TRECHO PARA LEITURA:

-*-

O texto ainda cria oportunidades para que fazendeiros que tenham descumprido o Código Florestal possam regularizar sua situação. A lei prevê a manutenção, em cada propriedade, de uma reserva de mata nativa de 20% da propriedade. Quem desmatou a mais poderá regularizar sua situação comprando terras ainda preservadas e doando-as para o poder público criar unidades de conservação. ?É um dispositivo muito importante, porque vai permitir a ampliação das áreas conservadas?, afirmou Miriam.

Caminho Longo

A lei da mata atlântica é a primeira a proteger um dos biomas definidos como patrimônio nacional pela Constituição. Os demais são a zona costeira, a Amazônia e o Pantanal – cerrado, caatinga e campos sulinos não têm tal status.

Sua aprovação não foi fácil. Por duas vezes a proposta foi arquivada. Foi reativada pela primeira vez em 1997, quando o então deputado Paulo Bornhausen (PFL-SC), na comissão de Minas e Energia da Câmara, transformou o texto de forma que, na prática, permitisse a derrubada do que restara. O projeto foi arquivado de novo e só recuperado em 2003, com apoio do governo Lula.

A data de sanção não foi escolhida aleatoriamente. Ontem fez 18 anos que o ambientalista Chico Mendes foi assassinado.

-*-

DADOS FORNECIDOS:
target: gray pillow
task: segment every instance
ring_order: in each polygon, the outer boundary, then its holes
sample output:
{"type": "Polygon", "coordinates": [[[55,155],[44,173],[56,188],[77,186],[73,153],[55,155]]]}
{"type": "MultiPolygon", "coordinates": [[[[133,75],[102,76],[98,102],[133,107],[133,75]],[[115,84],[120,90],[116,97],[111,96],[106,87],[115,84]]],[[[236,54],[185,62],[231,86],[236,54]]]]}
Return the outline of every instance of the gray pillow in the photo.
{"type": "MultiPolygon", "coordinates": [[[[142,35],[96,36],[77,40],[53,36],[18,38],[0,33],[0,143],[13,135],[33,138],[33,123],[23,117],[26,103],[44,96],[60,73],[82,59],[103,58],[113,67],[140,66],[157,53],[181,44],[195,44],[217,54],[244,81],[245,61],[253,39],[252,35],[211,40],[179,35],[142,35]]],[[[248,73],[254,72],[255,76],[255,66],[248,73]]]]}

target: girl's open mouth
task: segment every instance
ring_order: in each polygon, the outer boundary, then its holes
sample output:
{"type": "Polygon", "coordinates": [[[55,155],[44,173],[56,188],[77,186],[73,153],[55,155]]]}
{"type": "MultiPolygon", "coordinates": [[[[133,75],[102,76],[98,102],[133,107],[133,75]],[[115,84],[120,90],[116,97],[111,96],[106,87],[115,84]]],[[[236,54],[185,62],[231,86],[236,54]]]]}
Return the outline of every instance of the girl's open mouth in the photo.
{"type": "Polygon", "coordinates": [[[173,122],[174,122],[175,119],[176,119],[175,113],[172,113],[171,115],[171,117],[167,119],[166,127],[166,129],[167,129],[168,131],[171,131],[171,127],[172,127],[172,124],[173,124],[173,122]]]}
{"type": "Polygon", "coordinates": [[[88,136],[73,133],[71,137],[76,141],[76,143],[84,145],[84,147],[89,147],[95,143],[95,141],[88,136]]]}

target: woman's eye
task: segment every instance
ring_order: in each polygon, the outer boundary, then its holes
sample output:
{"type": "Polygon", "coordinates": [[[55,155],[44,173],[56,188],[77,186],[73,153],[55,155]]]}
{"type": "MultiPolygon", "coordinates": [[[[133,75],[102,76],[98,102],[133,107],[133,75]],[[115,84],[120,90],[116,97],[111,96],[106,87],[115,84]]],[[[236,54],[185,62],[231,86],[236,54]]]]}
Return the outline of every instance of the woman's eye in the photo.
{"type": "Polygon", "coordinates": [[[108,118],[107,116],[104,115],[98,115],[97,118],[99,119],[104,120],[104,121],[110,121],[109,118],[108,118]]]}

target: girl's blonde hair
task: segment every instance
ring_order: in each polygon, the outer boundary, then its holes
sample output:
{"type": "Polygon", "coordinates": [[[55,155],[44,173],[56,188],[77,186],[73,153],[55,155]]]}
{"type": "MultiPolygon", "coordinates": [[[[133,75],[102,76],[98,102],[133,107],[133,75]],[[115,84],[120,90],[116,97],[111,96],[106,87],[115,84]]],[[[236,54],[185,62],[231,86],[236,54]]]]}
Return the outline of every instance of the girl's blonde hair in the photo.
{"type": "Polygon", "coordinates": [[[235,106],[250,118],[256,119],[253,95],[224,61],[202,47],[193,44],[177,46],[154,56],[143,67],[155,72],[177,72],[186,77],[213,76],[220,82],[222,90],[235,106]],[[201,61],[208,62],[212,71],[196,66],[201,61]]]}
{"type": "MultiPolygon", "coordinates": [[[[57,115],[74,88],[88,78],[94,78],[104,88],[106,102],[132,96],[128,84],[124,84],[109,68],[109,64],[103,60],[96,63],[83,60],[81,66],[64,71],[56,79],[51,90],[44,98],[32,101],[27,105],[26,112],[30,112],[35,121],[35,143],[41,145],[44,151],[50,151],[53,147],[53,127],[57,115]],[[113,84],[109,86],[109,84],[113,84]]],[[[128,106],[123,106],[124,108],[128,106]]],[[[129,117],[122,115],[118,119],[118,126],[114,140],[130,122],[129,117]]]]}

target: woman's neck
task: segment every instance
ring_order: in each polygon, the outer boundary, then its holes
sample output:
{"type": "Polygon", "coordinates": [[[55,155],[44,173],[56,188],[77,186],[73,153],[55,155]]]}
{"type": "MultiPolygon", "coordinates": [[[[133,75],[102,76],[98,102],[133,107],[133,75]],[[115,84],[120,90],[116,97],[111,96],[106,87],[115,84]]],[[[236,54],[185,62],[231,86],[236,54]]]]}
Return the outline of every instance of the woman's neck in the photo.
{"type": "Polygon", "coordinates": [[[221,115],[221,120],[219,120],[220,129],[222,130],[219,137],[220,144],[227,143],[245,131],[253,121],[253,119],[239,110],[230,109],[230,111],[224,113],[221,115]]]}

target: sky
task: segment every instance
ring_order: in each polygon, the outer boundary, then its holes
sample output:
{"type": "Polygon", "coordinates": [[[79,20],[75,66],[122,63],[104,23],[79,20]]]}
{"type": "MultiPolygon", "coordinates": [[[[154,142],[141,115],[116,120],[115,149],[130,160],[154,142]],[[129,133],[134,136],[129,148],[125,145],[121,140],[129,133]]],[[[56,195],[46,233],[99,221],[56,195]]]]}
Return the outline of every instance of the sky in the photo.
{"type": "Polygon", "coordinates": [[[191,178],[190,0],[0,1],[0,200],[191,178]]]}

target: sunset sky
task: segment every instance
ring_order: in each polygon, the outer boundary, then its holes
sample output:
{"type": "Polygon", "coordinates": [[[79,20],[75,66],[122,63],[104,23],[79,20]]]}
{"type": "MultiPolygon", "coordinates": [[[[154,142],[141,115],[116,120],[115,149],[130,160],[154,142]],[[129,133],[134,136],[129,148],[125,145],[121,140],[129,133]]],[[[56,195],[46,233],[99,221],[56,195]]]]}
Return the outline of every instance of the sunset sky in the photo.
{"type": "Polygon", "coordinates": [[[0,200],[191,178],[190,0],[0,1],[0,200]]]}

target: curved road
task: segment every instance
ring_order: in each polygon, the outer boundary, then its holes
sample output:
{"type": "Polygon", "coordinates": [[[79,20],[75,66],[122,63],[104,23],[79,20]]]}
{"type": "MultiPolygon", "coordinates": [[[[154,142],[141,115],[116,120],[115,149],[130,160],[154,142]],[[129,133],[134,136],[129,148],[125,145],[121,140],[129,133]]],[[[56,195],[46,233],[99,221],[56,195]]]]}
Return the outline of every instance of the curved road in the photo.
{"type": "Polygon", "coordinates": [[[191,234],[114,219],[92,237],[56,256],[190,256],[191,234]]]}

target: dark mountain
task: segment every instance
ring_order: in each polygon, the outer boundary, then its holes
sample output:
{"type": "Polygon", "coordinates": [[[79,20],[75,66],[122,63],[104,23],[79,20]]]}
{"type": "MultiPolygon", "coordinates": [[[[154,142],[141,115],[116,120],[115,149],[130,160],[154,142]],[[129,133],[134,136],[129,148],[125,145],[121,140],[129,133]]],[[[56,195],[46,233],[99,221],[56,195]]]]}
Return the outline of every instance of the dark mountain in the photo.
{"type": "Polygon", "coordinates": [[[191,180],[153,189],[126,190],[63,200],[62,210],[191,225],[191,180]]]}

-*-

O QUE FAZER: Transcreva integralmente, palavra por palavra, o trecho sobre a lei da mata atlântica. Use somente o trecho para responder.

RESPOSTA À TAREFA:
O texto ainda cria oportunidades para que fazendeiros que tenham descumprido o Código Florestal possam regularizar sua situação. A lei prevê a manutenção, em cada propriedade, de uma reserva de mata nativa de 20% da propriedade. Quem desmatou a mais poderá regularizar sua situação comprando terras ainda preservadas e doando-as para o poder público criar unidades de conservação. ?É um dispositivo muito importante, porque vai permitir a ampliação das áreas conservadas?, afirmou Miriam.

Caminho Longo

A lei da mata atlântica é a primeira a proteger um dos biomas definidos como patrimônio nacional pela Constituição. Os demais são a zona costeira, a Amazônia e o Pantanal – cerrado, caatinga e campos sulinos não têm tal status.

Sua aprovação não foi fácil. Por duas vezes a proposta foi arquivada. Foi reativada pela primeira vez em 1997, quando o então deputado Paulo Bornhausen (PFL-SC), na comissão de Minas e Energia da Câmara, transformou o texto de forma que, na prática, permitisse a derrubada do que restara. O projeto foi arquivado de novo e só recuperado em 2003, com apoio do governo Lula.

A data de sanção não foi escolhida aleatoriamente. Ontem fez 18 anos que o ambientalista Chico Mendes foi assassinado.